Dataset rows

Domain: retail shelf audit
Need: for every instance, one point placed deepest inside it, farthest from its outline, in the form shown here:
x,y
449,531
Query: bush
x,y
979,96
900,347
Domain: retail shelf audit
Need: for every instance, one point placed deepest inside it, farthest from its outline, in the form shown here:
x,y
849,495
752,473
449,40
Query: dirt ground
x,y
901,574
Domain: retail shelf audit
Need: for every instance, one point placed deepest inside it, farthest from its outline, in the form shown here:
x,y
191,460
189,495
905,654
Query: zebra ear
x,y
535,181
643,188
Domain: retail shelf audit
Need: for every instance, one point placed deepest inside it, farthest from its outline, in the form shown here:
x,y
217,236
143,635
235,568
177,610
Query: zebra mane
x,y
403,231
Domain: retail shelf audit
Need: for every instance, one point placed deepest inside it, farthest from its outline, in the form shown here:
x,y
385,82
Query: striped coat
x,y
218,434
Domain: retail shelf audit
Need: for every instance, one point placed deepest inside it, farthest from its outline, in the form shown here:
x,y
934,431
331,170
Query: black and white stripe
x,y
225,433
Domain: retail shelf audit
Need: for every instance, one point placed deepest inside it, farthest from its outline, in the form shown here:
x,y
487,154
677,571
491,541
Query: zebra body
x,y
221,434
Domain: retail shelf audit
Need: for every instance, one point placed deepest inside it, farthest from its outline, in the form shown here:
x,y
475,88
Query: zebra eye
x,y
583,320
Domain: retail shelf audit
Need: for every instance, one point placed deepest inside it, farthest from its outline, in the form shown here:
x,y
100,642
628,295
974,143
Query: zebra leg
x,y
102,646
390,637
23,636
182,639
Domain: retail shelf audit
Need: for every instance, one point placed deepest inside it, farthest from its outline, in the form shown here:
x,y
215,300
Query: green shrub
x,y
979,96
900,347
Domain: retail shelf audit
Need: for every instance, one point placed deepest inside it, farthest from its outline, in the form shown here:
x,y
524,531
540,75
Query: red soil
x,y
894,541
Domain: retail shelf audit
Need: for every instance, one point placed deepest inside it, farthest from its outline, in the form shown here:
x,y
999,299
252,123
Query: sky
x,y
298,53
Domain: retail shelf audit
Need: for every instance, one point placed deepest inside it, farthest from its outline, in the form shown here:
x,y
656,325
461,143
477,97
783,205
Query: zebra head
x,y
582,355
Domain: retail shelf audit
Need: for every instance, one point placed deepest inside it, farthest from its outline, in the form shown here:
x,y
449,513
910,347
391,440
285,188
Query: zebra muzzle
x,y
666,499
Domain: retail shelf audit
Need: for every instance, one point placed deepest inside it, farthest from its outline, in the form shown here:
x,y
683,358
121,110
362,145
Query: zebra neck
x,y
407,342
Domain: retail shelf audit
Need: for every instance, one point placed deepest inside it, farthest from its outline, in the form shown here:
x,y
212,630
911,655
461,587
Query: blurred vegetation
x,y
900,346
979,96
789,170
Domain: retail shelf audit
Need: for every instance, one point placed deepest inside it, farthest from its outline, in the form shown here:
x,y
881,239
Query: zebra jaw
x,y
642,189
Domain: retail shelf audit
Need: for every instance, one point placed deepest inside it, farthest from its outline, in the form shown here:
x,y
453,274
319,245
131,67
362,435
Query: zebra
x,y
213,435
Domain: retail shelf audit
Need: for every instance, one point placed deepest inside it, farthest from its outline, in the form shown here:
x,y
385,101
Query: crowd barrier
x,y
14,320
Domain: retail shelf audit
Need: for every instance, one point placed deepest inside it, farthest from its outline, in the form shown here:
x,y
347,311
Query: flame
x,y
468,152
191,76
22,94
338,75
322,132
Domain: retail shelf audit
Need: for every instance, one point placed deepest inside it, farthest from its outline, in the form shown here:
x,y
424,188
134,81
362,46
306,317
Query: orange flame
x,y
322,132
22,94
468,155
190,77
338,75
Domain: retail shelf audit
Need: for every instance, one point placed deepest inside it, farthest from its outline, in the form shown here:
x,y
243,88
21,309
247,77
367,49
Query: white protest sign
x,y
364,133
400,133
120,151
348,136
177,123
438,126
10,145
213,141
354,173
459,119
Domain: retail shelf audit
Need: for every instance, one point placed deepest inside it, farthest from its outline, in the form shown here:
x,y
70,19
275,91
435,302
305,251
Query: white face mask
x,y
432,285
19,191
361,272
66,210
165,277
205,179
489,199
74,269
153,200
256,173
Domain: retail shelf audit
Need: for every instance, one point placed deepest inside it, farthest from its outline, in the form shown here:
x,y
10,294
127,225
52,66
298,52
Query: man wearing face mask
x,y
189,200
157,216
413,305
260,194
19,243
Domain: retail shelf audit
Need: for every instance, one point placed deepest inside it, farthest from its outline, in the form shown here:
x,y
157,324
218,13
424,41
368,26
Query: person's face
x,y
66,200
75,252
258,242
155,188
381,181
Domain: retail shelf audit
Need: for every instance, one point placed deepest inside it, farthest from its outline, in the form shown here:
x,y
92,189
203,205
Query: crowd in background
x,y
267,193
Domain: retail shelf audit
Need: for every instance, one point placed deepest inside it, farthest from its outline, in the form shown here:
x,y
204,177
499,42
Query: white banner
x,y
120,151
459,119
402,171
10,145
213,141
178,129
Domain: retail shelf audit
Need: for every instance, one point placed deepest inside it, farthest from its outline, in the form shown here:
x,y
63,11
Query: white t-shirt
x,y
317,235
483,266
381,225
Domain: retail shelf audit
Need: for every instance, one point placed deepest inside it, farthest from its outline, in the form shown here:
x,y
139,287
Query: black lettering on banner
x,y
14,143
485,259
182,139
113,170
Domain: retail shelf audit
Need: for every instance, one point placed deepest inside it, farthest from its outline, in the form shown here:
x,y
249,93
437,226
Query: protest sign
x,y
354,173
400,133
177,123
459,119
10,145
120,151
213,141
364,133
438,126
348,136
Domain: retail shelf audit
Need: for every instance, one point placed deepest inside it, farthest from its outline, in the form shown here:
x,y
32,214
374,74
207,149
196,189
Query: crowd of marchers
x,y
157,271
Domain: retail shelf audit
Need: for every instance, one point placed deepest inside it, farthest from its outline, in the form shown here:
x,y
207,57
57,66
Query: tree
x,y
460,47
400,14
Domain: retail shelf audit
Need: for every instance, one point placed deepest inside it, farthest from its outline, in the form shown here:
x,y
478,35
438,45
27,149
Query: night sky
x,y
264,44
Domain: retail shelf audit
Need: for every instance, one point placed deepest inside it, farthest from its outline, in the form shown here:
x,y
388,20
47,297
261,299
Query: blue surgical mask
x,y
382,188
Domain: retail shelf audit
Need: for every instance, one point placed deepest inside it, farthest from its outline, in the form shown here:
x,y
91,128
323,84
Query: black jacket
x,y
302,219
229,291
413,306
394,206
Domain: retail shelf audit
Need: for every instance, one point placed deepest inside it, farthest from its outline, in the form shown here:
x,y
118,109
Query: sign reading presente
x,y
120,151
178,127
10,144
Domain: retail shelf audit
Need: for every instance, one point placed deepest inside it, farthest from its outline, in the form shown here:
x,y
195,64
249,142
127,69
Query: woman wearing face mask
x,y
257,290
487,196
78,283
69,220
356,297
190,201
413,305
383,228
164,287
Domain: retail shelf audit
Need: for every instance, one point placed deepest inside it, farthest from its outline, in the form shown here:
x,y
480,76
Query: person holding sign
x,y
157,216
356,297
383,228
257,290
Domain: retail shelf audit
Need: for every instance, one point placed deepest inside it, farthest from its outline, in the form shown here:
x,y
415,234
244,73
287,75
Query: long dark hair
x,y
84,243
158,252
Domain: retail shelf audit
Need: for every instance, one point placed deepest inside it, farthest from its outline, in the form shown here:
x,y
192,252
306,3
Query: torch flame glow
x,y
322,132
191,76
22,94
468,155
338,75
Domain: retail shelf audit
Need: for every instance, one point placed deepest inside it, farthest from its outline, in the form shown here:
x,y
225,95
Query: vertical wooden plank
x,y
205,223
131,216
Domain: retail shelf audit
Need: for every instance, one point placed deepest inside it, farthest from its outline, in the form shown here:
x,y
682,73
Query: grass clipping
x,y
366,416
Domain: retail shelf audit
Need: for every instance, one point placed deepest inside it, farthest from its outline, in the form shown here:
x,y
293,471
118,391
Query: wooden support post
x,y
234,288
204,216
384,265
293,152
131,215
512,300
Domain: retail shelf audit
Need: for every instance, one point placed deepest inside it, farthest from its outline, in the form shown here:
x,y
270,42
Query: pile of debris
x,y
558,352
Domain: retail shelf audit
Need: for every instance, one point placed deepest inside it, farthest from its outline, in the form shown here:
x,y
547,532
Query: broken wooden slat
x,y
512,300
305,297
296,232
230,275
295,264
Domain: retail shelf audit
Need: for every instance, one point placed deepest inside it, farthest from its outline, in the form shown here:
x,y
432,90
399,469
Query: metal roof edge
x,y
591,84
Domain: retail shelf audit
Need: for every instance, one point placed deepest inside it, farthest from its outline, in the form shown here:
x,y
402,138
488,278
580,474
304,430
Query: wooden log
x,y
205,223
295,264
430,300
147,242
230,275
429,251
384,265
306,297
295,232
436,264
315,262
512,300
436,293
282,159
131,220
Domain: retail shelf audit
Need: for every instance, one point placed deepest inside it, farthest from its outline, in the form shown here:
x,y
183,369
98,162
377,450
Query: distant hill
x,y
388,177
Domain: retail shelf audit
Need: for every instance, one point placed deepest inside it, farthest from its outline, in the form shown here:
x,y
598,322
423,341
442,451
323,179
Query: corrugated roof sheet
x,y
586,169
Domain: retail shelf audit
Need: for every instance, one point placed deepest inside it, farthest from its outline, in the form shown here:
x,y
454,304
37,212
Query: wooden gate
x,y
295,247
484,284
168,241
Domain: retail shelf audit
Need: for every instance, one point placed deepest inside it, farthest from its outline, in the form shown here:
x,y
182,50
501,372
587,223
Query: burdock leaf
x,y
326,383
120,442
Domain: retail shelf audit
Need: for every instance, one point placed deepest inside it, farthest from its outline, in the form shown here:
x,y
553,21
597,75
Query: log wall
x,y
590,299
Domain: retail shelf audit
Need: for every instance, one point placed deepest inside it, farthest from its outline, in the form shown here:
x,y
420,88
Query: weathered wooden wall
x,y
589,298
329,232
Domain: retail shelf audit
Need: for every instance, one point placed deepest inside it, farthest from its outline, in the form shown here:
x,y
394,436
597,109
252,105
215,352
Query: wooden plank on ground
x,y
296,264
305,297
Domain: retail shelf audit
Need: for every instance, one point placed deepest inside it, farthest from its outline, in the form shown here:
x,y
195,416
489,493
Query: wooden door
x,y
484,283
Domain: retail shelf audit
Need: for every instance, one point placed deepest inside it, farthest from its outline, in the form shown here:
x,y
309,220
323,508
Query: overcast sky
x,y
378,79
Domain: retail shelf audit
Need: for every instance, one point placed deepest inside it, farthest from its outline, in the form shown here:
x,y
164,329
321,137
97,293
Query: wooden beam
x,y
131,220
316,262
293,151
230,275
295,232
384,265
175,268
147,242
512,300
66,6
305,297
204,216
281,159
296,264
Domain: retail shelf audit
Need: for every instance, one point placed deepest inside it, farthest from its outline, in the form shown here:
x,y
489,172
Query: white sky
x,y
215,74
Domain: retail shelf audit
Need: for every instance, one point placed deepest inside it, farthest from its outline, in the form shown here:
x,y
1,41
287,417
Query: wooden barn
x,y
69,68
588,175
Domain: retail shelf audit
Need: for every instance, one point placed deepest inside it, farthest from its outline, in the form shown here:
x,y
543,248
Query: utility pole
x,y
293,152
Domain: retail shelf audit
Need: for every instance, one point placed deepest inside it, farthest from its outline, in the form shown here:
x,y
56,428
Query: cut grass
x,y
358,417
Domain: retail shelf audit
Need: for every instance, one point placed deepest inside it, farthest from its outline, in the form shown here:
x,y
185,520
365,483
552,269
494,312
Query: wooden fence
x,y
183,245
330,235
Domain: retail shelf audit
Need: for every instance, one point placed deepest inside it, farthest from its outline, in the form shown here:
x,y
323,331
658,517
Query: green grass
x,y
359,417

STATED GOAL
Please locate every line in the rows above that contains the word "crowd", and copy each of those lines.

FULL OUTPUT
Query: crowd barrier
Query: crowd in background
Query: crowd of marchers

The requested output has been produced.